> [Work instruction]
What is wanted is an exact copy of the lines from the top of the listing through the line containing "point(1076, 817)".

▼▼▼

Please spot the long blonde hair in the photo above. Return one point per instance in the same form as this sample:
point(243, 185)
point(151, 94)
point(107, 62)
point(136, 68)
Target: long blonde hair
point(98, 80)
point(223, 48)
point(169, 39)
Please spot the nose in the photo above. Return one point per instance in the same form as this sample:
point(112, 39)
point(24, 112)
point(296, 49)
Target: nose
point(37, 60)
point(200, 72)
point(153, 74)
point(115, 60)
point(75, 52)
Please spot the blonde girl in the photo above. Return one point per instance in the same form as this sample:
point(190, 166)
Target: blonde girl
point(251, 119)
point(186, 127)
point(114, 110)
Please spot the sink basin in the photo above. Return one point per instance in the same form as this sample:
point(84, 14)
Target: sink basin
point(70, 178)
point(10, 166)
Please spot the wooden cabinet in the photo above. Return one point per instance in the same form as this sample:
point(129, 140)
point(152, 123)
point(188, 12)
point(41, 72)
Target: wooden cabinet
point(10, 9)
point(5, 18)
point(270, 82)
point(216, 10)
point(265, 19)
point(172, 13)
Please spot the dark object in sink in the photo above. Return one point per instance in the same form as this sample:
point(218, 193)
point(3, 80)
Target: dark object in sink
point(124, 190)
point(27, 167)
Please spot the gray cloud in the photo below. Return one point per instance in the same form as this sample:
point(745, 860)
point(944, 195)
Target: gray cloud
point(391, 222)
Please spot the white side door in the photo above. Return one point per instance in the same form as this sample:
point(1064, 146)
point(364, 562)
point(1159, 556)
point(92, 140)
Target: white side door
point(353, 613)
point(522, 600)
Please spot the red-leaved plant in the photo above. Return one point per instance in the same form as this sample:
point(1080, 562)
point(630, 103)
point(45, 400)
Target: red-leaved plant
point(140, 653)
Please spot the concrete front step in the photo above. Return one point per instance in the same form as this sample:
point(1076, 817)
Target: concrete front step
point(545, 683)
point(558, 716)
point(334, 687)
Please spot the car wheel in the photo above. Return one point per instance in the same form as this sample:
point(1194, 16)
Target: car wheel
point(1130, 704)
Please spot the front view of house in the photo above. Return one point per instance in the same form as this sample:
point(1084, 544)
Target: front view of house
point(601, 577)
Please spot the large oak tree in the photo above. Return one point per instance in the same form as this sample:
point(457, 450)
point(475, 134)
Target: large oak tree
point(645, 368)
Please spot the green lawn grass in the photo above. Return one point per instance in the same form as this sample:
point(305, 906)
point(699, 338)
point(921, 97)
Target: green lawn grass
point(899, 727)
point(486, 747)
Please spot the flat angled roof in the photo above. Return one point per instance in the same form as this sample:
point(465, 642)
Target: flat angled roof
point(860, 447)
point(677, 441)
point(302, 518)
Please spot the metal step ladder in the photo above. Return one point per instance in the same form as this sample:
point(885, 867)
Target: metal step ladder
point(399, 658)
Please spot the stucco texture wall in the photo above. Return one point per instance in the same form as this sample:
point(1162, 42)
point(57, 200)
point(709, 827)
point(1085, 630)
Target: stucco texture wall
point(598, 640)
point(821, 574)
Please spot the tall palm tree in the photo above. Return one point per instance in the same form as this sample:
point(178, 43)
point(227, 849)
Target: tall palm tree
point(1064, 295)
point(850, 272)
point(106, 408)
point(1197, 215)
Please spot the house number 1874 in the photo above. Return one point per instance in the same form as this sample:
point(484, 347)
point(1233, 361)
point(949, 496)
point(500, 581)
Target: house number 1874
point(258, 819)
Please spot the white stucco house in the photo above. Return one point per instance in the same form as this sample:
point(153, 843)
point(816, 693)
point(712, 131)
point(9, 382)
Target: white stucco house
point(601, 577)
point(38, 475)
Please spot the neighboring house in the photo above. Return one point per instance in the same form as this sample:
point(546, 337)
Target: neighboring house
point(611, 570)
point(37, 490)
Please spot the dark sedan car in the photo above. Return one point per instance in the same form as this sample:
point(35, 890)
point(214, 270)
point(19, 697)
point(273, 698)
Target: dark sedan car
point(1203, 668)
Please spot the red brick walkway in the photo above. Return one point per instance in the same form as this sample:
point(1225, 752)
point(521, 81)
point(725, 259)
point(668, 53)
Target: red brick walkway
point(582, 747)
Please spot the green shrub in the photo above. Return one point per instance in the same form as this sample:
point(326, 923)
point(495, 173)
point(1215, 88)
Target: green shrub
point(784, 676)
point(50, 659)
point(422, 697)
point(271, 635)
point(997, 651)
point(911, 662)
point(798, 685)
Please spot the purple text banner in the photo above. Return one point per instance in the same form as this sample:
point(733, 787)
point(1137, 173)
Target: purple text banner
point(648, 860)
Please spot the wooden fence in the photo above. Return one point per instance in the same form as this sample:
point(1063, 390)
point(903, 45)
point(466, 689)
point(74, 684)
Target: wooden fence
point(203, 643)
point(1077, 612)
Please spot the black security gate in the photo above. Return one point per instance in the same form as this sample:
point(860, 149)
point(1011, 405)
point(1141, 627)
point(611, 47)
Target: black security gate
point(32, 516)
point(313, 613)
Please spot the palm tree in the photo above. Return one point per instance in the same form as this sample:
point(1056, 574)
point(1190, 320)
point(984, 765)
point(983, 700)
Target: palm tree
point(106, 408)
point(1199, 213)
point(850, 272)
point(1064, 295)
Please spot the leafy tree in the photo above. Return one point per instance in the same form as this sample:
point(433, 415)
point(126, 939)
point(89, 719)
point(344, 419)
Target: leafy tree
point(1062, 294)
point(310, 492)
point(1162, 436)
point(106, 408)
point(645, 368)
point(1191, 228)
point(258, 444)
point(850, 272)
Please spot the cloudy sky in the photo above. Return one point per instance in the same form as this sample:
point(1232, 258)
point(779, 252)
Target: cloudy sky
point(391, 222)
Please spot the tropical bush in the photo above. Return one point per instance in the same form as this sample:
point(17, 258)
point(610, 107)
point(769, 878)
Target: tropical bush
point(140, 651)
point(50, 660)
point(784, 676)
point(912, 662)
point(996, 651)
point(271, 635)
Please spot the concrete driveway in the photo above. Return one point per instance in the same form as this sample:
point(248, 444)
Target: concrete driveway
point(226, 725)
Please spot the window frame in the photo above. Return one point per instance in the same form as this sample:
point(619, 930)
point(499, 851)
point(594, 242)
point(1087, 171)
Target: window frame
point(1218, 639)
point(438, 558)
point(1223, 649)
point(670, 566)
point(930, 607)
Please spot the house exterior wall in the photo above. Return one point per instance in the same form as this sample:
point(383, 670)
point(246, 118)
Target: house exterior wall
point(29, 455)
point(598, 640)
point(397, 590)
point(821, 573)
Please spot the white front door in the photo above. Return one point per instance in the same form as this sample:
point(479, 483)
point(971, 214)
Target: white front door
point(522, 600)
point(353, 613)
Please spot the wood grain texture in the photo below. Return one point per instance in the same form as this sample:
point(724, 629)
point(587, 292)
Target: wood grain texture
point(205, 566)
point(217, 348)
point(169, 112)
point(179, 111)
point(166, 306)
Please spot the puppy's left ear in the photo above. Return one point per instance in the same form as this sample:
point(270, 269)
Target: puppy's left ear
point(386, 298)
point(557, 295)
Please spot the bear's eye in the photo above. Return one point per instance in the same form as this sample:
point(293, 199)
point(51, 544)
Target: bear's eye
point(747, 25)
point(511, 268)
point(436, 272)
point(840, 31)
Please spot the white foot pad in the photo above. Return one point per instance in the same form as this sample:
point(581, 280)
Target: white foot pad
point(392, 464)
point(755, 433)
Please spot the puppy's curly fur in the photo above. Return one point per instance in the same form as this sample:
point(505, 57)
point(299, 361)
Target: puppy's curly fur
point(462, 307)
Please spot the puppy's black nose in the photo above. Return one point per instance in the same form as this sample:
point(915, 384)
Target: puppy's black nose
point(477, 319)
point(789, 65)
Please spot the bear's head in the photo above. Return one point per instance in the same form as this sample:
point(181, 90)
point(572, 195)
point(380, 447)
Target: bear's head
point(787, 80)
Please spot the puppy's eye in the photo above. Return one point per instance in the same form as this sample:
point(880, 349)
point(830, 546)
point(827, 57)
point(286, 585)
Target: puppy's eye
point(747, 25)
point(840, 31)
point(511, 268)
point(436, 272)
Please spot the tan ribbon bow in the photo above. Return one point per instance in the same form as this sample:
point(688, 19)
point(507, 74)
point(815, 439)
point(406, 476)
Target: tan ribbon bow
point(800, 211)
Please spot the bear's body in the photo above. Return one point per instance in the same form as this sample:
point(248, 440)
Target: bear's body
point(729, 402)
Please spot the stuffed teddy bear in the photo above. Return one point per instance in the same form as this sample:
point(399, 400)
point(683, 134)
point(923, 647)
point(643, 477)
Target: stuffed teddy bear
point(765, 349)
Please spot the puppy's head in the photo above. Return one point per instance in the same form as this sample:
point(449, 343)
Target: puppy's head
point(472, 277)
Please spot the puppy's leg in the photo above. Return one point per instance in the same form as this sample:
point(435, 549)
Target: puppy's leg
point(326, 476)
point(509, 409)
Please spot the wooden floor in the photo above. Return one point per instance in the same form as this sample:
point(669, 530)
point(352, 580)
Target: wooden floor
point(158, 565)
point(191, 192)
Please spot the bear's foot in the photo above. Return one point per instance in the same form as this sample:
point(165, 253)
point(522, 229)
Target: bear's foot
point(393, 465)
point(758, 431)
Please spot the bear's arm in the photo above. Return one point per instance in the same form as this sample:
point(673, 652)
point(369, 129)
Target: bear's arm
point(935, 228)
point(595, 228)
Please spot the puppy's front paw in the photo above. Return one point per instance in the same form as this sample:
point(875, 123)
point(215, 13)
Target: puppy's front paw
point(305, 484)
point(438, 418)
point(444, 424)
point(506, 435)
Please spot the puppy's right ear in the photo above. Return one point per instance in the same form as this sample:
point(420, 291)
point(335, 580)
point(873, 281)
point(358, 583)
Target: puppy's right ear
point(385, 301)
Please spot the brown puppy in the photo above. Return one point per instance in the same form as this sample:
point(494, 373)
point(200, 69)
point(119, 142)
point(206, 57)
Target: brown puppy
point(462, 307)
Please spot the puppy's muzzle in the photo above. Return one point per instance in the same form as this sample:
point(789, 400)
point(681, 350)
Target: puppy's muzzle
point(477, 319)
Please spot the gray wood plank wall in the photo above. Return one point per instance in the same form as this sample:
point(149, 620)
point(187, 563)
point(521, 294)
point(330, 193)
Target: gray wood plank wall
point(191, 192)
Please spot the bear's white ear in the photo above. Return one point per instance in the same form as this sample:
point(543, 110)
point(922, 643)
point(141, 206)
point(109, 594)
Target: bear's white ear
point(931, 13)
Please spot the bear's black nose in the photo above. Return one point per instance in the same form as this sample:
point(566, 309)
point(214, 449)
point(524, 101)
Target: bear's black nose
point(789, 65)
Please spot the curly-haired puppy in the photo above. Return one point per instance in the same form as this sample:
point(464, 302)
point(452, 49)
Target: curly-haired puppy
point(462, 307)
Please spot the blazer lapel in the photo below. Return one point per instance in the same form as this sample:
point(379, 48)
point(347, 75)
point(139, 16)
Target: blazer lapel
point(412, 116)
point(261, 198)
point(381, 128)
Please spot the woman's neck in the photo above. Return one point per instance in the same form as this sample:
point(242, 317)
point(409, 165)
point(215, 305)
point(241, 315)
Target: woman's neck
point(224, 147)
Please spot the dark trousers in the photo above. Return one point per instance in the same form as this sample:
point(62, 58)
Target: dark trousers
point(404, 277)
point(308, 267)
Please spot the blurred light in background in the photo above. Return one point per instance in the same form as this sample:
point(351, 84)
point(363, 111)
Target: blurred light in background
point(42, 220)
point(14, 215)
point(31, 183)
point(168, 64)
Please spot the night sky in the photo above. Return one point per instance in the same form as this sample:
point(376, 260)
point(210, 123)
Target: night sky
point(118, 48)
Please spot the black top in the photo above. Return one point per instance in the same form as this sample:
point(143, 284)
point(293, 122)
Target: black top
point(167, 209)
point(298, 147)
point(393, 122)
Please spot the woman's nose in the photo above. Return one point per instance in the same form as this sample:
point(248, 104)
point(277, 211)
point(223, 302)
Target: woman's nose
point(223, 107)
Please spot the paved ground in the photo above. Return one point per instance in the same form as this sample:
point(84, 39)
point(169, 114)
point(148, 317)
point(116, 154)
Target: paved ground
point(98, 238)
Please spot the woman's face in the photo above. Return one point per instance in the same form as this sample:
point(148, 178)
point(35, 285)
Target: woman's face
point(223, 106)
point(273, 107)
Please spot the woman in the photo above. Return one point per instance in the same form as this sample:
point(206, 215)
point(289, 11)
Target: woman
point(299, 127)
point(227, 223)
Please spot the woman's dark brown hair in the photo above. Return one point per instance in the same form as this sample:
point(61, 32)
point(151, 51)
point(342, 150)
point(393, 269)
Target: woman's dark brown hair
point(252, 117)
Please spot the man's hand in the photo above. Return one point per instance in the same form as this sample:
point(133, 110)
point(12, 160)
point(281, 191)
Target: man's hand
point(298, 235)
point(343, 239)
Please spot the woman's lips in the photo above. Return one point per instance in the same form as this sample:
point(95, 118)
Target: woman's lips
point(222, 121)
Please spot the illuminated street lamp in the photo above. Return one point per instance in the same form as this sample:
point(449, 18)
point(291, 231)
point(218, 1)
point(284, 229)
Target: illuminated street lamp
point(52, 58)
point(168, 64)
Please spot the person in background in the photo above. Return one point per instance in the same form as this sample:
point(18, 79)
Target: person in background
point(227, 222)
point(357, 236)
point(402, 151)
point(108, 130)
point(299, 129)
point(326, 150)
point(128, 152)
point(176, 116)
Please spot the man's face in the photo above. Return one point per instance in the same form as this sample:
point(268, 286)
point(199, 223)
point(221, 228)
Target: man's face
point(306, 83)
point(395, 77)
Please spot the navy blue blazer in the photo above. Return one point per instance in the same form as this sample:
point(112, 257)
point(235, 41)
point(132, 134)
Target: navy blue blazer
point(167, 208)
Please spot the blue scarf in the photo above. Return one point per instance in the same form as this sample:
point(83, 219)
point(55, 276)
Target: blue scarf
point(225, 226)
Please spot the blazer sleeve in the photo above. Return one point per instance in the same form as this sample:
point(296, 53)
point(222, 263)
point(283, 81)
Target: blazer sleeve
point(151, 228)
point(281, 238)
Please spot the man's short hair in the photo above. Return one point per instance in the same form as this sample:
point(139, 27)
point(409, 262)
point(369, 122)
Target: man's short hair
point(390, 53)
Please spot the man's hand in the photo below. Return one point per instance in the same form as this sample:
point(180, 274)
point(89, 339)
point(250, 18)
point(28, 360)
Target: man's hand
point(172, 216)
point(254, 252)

▲▲▲

> [Result]
Please spot the long blonde hair in the photo above. Return one point per instance in the same form as this sample:
point(243, 185)
point(151, 94)
point(107, 62)
point(136, 68)
Target: long blonde hair
point(98, 80)
point(223, 48)
point(169, 39)
Please spot the nose in the photo above. Return one point per instance in the same form as this sample:
point(112, 39)
point(24, 112)
point(296, 49)
Target: nose
point(37, 60)
point(200, 72)
point(153, 74)
point(115, 60)
point(75, 52)
Please spot the blonde girl in the photo above. Return one point per instance in the same form as this sample:
point(190, 166)
Target: blonde girl
point(251, 119)
point(186, 127)
point(114, 110)
Please spot the sink basin in the photo above. Return one point per instance in the same form as this sample:
point(84, 14)
Target: sink basin
point(70, 178)
point(10, 166)
Please spot the wooden cabinet in the photo above. Return one point per instance in the same form as this sample:
point(129, 140)
point(152, 123)
point(188, 12)
point(41, 72)
Target: wooden cabinet
point(10, 9)
point(5, 18)
point(270, 82)
point(216, 10)
point(265, 19)
point(172, 13)
Please spot the dark object in sink in the photo above. Return one point per instance in the same form as this sample:
point(218, 193)
point(3, 80)
Target: dark object in sink
point(124, 190)
point(27, 167)
Please spot the gray cloud in the photo below. Return one point per instance in the same form as this sample:
point(745, 860)
point(944, 195)
Target: gray cloud
point(391, 222)
Please spot the white side door in the photo above. Return one point per instance in the same form as this sample:
point(1064, 146)
point(364, 562)
point(1159, 556)
point(92, 140)
Target: white side door
point(353, 613)
point(522, 600)
Please spot the red-leaved plant in the photo above. Return one point per instance in the same form as this sample:
point(1080, 562)
point(630, 103)
point(45, 400)
Target: red-leaved plant
point(140, 653)
Please spot the concrete front step in the photo above. Return one point per instance in the same form as this sample:
point(1076, 817)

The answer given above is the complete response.